(Saved data entries)
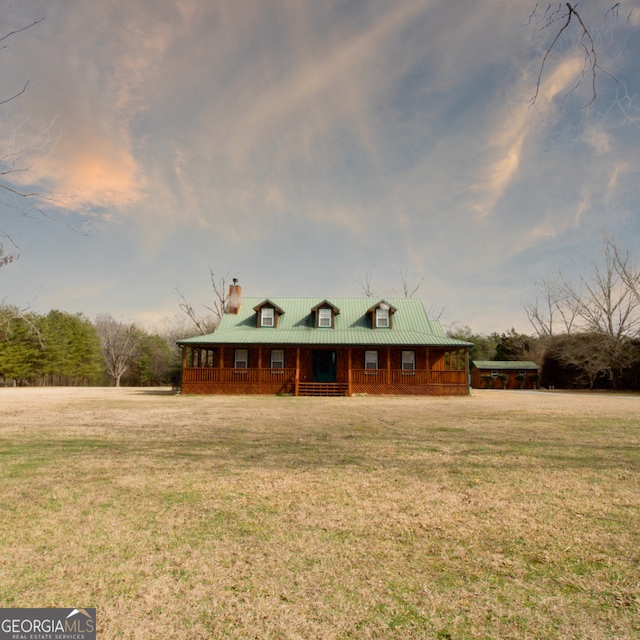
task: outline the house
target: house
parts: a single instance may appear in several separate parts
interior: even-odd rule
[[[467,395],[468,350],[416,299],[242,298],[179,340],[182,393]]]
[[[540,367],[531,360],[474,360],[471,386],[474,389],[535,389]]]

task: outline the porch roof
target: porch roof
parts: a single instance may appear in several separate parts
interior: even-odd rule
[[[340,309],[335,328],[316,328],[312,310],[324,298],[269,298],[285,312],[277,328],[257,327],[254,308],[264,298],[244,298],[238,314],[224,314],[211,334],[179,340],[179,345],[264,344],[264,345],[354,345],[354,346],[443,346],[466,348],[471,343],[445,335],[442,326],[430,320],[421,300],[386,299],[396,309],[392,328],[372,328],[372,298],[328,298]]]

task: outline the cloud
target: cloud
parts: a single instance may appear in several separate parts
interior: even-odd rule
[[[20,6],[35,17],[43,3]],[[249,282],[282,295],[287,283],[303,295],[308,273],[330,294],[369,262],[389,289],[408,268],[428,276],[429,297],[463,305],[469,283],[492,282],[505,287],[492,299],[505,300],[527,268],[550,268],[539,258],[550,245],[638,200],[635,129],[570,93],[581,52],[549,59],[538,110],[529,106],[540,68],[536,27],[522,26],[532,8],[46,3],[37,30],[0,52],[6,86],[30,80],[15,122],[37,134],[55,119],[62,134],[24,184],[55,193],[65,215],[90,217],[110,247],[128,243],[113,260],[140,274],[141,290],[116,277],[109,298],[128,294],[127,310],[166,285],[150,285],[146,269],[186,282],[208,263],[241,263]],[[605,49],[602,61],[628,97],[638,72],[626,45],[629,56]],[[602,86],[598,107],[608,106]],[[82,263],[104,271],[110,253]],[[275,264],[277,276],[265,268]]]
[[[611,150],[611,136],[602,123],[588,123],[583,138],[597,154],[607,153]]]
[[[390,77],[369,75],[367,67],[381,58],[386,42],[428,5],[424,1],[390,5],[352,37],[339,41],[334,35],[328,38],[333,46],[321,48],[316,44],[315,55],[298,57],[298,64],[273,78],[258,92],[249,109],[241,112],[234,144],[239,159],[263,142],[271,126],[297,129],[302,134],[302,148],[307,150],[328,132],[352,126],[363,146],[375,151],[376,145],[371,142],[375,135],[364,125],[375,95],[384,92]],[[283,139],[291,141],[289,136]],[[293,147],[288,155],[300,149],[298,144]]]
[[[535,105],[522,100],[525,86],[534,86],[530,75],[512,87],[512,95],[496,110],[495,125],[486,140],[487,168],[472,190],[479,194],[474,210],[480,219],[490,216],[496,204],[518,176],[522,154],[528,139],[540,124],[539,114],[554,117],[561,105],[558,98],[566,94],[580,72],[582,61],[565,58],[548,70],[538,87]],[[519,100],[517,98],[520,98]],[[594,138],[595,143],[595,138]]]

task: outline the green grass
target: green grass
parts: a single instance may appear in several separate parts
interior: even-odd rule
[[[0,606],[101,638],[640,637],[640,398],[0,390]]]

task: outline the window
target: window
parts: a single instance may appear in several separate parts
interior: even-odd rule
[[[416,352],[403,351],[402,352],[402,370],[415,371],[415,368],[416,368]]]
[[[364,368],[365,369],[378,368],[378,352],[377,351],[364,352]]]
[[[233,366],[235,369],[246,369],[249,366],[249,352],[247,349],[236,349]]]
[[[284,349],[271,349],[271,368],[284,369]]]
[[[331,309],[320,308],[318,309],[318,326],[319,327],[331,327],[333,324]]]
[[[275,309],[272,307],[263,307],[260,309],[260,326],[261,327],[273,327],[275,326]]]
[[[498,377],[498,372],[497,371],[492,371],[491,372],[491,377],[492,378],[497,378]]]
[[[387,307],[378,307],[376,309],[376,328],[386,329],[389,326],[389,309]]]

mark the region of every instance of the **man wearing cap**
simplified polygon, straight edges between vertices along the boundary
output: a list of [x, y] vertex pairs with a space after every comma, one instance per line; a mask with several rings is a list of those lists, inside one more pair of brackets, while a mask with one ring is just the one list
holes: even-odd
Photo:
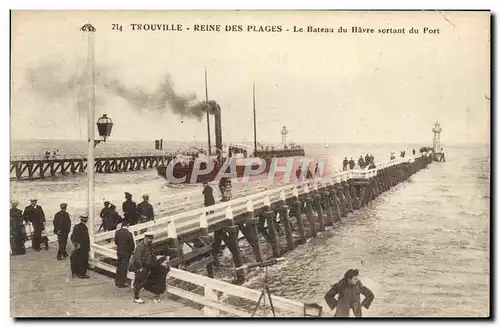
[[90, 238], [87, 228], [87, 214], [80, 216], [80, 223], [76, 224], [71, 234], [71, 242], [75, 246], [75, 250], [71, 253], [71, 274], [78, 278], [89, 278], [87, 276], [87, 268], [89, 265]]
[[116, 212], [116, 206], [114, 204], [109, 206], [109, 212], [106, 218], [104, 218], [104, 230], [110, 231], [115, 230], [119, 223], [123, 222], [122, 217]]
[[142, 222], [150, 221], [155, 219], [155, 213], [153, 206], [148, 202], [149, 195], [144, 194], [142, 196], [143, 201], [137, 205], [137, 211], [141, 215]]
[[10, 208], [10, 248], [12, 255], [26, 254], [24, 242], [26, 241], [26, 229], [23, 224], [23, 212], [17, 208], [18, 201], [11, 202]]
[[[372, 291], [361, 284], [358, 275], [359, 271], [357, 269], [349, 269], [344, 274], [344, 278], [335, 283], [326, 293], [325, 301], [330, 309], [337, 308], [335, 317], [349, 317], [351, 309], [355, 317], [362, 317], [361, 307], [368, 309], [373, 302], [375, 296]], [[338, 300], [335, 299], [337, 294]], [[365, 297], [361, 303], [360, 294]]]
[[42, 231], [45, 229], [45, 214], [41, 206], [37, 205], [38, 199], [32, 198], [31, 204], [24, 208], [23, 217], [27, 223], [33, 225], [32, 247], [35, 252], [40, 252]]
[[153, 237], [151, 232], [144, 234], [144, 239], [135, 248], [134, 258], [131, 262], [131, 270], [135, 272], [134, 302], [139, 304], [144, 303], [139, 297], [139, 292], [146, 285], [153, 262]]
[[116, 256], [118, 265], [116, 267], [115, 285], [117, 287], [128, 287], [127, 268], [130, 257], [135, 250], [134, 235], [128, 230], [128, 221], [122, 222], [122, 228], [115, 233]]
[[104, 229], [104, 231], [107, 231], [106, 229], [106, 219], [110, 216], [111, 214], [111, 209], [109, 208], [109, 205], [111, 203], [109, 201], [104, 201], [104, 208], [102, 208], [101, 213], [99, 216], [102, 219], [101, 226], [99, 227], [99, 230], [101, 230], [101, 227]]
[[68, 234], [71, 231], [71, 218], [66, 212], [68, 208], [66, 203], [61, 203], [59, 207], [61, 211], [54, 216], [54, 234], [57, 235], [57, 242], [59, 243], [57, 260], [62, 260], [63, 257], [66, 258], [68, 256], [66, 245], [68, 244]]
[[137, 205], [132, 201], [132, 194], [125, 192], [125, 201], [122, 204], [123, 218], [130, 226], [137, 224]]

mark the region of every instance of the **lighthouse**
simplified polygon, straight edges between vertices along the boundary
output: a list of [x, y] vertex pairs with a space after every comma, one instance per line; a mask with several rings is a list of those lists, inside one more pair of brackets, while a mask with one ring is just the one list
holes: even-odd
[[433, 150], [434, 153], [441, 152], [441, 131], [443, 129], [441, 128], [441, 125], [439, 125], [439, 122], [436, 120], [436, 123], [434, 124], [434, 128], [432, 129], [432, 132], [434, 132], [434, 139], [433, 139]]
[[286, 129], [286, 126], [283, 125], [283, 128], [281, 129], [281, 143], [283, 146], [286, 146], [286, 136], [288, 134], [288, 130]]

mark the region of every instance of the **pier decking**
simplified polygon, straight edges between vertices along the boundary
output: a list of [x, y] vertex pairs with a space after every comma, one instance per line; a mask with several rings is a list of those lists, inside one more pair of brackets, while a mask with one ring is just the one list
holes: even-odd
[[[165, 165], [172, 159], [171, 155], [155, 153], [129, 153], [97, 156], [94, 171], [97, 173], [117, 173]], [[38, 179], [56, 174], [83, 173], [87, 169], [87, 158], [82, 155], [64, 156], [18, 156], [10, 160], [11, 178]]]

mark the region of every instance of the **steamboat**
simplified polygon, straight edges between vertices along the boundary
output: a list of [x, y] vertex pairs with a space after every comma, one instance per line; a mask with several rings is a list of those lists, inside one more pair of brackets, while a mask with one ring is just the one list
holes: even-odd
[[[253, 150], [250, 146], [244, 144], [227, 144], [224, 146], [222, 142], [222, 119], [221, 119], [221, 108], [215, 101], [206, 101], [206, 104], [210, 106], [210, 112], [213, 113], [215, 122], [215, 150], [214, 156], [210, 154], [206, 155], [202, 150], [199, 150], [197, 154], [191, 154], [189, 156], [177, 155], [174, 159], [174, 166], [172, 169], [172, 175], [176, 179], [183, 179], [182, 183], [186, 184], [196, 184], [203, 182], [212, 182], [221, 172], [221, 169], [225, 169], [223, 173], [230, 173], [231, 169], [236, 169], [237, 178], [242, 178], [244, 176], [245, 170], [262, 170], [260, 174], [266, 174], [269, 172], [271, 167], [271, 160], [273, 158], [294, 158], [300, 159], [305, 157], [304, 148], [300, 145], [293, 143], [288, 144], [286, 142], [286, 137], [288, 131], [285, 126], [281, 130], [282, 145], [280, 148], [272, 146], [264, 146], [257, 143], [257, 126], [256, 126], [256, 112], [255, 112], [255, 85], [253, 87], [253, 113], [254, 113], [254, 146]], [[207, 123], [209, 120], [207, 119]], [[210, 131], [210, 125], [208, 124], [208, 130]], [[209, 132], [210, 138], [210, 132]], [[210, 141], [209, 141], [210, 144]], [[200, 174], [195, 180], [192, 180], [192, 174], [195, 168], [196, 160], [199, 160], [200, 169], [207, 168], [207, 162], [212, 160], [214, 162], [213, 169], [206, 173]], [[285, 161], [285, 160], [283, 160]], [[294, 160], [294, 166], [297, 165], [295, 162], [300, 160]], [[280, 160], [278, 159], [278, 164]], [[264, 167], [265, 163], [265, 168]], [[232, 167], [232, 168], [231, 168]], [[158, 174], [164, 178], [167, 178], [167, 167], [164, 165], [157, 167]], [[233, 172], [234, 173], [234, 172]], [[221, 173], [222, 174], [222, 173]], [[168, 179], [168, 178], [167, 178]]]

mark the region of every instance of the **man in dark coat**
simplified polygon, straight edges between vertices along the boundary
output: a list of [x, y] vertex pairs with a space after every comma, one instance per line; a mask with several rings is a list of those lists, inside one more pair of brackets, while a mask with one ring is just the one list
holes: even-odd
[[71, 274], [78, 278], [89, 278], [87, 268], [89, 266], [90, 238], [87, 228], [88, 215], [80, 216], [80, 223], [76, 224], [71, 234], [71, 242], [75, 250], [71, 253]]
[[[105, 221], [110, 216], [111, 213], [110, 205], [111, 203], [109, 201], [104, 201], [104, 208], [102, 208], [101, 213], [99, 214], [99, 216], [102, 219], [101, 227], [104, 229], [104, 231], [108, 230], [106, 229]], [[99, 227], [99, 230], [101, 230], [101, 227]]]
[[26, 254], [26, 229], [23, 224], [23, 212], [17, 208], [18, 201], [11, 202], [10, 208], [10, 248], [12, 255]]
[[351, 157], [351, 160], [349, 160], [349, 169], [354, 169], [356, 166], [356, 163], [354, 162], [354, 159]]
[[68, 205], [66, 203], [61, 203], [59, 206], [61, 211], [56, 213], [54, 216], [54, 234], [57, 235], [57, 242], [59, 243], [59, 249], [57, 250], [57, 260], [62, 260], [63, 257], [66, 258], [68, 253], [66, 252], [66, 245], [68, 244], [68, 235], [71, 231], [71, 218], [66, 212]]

--- TASK INSTRUCTIONS ---
Go line by line through the records above and copy each one containing "target".

--- COMPLETED TASK ---
target: house
target: porch roof
target: cloud
target: green grass
target: window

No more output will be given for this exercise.